Data listing:

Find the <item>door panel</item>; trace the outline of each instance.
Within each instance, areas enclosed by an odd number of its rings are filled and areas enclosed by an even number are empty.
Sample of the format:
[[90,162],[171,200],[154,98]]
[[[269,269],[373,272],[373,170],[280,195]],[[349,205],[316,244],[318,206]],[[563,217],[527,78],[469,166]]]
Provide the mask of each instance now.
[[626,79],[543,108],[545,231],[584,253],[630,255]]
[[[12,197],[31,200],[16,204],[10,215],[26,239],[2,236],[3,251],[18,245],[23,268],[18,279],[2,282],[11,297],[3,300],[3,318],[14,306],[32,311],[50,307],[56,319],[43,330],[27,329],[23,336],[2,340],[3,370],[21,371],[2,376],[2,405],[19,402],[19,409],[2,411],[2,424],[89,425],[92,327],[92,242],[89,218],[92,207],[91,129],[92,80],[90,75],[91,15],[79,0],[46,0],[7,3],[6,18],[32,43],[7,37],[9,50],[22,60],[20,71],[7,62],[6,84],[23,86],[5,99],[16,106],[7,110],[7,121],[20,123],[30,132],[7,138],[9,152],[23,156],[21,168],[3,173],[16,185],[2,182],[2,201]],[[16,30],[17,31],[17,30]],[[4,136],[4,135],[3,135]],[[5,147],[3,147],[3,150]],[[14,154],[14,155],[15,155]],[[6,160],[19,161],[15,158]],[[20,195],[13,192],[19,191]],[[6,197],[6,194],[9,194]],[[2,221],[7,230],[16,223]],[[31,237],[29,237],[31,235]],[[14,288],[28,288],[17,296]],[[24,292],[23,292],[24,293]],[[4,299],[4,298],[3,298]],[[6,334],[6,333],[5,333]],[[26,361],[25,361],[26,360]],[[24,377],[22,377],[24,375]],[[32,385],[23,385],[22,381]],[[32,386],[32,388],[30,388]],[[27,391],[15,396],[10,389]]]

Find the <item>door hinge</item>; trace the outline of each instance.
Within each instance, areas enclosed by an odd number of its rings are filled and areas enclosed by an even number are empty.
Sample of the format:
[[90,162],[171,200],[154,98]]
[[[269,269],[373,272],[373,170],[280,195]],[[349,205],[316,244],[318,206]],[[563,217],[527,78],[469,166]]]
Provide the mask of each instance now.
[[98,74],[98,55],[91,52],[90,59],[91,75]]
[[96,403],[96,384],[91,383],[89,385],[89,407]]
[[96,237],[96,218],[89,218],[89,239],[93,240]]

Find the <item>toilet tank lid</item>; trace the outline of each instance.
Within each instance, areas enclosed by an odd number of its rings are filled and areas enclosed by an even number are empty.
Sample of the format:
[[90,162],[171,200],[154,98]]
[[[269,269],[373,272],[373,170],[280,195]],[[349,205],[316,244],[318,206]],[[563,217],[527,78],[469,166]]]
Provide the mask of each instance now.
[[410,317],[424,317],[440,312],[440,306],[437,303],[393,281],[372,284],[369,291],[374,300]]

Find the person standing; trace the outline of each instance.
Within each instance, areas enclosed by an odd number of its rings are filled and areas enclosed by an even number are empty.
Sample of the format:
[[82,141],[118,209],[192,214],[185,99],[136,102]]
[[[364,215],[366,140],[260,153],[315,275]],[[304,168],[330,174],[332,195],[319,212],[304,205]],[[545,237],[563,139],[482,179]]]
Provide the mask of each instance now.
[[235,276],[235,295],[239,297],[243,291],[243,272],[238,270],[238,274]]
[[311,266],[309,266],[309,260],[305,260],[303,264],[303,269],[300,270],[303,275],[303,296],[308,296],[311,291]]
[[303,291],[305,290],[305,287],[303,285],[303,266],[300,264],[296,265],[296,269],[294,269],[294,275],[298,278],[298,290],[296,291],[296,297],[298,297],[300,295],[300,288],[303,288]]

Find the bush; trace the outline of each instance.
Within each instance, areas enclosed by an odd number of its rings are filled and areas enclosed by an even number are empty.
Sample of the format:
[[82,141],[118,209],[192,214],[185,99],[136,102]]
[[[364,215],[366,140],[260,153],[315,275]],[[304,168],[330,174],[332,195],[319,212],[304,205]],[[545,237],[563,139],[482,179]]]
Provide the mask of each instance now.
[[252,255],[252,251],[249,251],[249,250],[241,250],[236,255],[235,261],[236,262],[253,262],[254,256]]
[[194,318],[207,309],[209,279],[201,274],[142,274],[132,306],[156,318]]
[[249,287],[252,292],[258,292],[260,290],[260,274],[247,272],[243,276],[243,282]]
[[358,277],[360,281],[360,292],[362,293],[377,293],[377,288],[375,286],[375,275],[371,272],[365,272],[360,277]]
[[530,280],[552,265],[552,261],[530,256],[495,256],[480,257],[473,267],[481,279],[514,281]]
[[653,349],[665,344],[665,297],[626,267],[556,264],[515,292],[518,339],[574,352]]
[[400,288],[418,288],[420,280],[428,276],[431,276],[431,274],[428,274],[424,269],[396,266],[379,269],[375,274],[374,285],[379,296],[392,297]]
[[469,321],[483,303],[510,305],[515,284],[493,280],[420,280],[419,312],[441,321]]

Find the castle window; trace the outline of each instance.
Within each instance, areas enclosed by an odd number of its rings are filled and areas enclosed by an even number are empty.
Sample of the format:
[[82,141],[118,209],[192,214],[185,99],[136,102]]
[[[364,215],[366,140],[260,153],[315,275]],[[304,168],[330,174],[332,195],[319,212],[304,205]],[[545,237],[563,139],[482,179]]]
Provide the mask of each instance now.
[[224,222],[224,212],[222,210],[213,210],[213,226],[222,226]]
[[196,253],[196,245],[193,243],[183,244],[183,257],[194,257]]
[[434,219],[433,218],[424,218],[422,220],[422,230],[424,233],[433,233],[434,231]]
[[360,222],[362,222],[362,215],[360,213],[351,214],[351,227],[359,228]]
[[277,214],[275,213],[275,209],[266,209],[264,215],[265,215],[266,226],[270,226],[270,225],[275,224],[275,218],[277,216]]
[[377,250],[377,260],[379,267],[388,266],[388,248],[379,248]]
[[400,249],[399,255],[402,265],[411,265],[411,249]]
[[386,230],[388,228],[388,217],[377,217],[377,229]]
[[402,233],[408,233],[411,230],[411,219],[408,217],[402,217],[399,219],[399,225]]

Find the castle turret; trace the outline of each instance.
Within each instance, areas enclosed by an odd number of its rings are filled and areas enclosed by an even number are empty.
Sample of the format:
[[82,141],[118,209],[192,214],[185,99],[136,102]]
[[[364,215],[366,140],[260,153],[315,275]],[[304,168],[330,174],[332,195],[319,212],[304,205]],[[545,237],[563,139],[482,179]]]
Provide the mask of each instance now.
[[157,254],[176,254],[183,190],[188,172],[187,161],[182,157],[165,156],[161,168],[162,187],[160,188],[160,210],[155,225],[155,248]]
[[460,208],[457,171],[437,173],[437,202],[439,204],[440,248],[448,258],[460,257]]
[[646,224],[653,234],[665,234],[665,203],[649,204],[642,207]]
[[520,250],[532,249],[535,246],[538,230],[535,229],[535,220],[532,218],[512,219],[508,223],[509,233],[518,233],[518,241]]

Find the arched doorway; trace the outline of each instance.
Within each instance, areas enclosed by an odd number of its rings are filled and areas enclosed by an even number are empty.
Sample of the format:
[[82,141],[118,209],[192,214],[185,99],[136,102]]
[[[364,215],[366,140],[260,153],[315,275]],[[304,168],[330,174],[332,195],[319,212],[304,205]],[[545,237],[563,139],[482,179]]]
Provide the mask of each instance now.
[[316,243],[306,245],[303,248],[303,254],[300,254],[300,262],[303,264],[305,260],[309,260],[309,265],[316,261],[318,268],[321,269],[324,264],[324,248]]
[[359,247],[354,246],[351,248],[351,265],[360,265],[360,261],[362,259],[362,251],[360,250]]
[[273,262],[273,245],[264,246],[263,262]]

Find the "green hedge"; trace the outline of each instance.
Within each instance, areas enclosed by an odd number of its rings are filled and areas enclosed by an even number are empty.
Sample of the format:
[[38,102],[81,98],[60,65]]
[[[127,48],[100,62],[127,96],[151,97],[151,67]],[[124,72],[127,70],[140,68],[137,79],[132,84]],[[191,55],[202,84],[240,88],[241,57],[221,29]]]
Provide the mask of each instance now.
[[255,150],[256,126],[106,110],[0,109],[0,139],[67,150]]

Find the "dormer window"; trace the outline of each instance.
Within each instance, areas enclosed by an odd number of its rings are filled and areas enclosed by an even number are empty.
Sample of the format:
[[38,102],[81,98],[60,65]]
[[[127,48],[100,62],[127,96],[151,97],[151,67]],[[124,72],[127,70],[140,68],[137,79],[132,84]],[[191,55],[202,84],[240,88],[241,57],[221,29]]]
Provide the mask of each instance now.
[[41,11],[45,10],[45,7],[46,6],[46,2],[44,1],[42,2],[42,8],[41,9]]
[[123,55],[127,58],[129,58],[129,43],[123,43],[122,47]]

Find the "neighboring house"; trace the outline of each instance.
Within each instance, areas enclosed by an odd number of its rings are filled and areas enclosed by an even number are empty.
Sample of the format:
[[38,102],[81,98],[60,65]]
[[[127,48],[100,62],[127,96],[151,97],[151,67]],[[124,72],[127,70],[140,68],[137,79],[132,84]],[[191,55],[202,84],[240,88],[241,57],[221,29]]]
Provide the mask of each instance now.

Objective:
Rewrite the entries from the start through the line that contains "[[626,79],[543,108],[545,231],[584,253],[630,255]]", putting "cabinet door" wherever "door panel" appears and leaving everything else unchanged.

Problem solution:
Find the <item>cabinet door</item>; trace the outline of each instance.
Within each instance, areas enclosed by an odd number of its rings are filled and areas enclosed by an even number are empty.
Sample of the format:
[[90,162],[171,200],[154,98]]
[[[269,269],[373,272],[373,170],[280,195]],[[349,205],[316,244],[318,206]],[[563,217],[527,78],[469,166]]]
Provide the mask of each instance now.
[[626,79],[543,108],[545,231],[584,253],[630,255]]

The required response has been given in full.